* [WHAT IS EXPECTED]: Using the entries below, return word for word the lines from the one containing "of the grassy" up to and including the last.

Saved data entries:
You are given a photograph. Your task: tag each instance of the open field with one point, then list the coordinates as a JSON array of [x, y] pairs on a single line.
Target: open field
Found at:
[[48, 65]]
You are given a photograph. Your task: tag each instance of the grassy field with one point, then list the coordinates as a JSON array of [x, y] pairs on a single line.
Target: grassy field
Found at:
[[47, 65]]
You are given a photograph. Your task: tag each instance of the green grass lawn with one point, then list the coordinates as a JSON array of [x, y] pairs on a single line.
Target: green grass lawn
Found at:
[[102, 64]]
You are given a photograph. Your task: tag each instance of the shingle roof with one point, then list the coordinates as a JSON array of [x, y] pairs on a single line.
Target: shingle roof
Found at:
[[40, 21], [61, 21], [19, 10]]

* [REPLY TO THE TASK]:
You are given a photograph. Your task: tag each instance of the grassy field with one point, then list the coordinates as a JSON array of [x, y] pairs on a single line.
Target: grassy field
Found at:
[[47, 65]]
You are given a photograph. Your task: tag each instance of the green grass lawn with one point, then list the coordinates as a JSON array of [x, y] pairs on a single line.
Target: green grass lawn
Found at:
[[102, 64]]
You are given a photograph. Your task: tag each instance of the shingle roof with one point, then list the coordinates as a JSON array of [x, y] pairs on a single line.
Target: shingle roof
Found at:
[[40, 21], [61, 21], [19, 10]]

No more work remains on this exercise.